- [Tekst do czytania]
= = =

Lech Poznań pokonał Lechię Gdańsk i wraca na ścieżkę zwycięstw. Zdecydował rzut karny


Nijakość Lechii po zmianie stron próbowali wykorzystać niebiesko-biali. W 52 minucie stworzyli oni pierwszą dogodną sytuację w meczu. Błyskawiczny kontratak wszczął Pedro Tiba, zakończył zaś Mikael Ishak, najpierw trafiając w słupek, później jeszcze dobijając. Bramkarz gospodarzy jednak wykazał się refleksem. Minutę później szwedzki napastnik miał już drugą okazję do strzelenia gola. Silnie przymierzył, będąc w polu karnym, lecz minimalnie niecelnie.

Piłkarze Piotra Stokowca najlepszą okazję stworzyli po dośrodkowaniu z rzutu rożnego, a więc po stałym fragmencie gry, który domeną poznańskich zawodników nie jest. Piłka po strzale Łukasza Zwolińskiego, na szczęście dla poznaniaków, linii bramkowej pełnym obwodem nie przekroczyła. Lechici nie mieli zbyt dużo miejsca, by się rozpędzić, a gdańszczanie byli ostrożni, szczególnie z przodu. Właśnie z tego powodu oba zespoły nie potrafiły siebie zaskoczyć. O zwycięstwie musiały zadecydować indywidualne błędy. A takowy popełnił Michał Nalepa, dotykając futbolówki ręką we własnym polu karnym. Jedenastkę pewnie wykorzystał Ishak. Kolejorz po męczącym meczu ostatecznie dowiózł zwycięstwo i może chwilowo odetchnąć z ulgą, bowiem odbija się od dna w ligowej tabeli.

= = =

- [Zadanie 1]
Przepisz wiernie fragment relacji z meczu. Zacznij od miejsca ze słowami „Lech Poznań pokonał”, a skończ po słowach „lecz minimalnie niecelnie.”.
- [Zadanie 2]
Wymień wszystkie osoby, które relacja z meczu przywołuje z imienia i nazwiska.
Opieraj się wyłącznie na relacji z meczu.

- [Fragmenty danych]
= = =

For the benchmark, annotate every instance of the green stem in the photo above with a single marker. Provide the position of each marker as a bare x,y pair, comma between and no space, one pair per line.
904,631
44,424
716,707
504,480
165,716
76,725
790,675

= = =

- [Twoje rozwiązanie 1]
Lech Poznań pokonał Lechię Gdańsk i wraca na ścieżkę zwycięstw. Zdecydował rzut karny


Nijakość Lechii po zmianie stron próbowali wykorzystać niebiesko-biali. W 52 minucie stworzyli oni pierwszą dogodną sytuację w meczu. Błyskawiczny kontratak wszczął Pedro Tiba, zakończył zaś Mikael Ishak, najpierw trafiając w słupek, później jeszcze dobijając. Bramkarz gospodarzy jednak wykazał się refleksem. Minutę później szwedzki napastnik miał już drugą okazję do strzelenia gola. Silnie przymierzył, będąc w polu karnym, lecz minimalnie niecelnie.

- [Twoje rozwiązanie 2]
Pedro Tiba, Mikael Ishak, Piotr Stokowiec, Łukasz Zwoliński, Michał Nalepa